## [TASK ITEM]
For the listing below, return the line containing "column 2, row 65", the line containing "320, row 247", and all lines in between, exactly as written and nothing else.
· · · · ·
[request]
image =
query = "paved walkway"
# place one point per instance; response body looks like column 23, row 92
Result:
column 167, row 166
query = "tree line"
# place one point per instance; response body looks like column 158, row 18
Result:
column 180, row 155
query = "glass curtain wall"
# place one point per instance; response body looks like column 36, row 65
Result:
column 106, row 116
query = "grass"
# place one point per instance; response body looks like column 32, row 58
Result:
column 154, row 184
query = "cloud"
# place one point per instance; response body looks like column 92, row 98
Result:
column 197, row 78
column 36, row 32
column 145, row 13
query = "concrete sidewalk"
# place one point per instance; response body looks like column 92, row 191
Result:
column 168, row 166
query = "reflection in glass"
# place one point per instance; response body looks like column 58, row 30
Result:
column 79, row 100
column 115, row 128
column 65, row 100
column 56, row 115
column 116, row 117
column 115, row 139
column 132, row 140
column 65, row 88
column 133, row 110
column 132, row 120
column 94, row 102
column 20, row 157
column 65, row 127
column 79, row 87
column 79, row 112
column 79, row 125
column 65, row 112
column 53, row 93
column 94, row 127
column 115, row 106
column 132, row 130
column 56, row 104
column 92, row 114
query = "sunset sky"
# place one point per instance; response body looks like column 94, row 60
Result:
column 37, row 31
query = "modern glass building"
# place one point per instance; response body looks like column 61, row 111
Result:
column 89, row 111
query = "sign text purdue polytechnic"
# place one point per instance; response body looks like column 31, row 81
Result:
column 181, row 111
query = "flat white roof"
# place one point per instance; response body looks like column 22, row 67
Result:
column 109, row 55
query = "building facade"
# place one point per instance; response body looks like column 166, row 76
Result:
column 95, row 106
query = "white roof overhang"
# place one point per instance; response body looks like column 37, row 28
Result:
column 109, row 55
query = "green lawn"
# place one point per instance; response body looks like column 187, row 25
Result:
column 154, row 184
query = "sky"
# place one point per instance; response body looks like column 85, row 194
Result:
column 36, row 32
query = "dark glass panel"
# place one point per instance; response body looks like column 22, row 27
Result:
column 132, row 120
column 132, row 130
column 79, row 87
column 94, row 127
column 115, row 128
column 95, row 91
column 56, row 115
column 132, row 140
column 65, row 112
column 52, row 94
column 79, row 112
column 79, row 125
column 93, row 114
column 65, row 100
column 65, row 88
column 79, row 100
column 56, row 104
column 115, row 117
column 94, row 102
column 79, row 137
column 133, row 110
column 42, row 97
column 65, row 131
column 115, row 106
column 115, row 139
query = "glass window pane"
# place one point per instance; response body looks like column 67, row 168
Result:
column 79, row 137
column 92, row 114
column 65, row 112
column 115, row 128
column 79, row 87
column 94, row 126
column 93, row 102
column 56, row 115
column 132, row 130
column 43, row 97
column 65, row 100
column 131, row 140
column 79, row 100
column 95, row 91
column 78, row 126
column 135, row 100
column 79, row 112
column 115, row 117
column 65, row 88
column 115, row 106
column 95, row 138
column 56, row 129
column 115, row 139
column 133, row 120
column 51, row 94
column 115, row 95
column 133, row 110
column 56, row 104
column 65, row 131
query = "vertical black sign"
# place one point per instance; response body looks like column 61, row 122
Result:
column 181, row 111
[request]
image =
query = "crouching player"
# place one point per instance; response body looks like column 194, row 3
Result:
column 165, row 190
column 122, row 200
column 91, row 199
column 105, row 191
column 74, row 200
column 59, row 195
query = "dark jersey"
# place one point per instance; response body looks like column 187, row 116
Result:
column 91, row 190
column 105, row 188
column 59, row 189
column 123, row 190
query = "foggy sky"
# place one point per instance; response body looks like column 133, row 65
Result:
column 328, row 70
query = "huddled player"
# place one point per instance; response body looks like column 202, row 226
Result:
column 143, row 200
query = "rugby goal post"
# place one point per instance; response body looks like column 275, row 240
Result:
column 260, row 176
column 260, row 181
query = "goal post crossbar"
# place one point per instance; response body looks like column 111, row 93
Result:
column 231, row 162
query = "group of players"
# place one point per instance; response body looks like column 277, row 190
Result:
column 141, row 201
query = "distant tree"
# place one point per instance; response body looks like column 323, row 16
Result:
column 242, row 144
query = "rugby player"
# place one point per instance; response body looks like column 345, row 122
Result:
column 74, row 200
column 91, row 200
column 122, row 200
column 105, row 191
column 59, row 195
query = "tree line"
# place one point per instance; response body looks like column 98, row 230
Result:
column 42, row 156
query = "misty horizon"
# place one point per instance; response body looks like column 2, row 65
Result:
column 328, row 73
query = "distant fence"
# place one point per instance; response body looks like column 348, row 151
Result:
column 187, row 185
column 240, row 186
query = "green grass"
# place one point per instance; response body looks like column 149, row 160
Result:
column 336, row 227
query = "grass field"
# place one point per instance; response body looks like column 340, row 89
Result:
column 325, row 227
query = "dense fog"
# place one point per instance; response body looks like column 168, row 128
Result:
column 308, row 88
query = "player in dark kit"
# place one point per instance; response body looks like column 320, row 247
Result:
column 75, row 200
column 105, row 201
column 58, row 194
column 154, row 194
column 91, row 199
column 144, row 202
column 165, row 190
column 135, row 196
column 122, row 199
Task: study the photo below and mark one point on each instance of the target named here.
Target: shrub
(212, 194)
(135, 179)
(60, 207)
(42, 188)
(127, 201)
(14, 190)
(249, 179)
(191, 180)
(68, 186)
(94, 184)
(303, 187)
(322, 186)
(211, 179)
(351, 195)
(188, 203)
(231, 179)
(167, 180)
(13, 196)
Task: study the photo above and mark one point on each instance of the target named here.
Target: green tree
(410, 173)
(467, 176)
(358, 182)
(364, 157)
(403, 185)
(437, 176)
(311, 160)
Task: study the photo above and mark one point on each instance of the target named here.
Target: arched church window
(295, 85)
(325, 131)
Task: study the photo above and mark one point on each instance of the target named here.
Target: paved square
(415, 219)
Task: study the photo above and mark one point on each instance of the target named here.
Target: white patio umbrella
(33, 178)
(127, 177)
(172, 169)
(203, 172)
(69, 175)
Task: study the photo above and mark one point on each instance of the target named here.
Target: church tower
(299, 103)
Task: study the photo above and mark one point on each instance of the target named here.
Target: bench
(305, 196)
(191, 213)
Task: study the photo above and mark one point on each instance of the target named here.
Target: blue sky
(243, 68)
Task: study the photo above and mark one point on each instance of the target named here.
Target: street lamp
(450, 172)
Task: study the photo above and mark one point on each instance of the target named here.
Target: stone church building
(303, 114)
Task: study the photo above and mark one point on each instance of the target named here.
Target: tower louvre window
· · · · ·
## [RESULT OF THE EXERCISE]
# place one point per instance; response body looks like column 2, row 65
Result:
column 328, row 73
query = "distant fence"
# place one point per instance; response body looks like column 348, row 151
Result:
column 187, row 185
column 240, row 186
query = "green grass"
# place one point per instance; response body looks like column 149, row 160
Result:
column 336, row 227
query = "grass field"
# place one point per instance; response body looks like column 340, row 89
Result:
column 325, row 227
query = "dense fog"
# place one point per instance; response body looks like column 168, row 128
Result:
column 308, row 88
query = "player in dark kit"
# place one point per instance; response body looks like column 320, row 247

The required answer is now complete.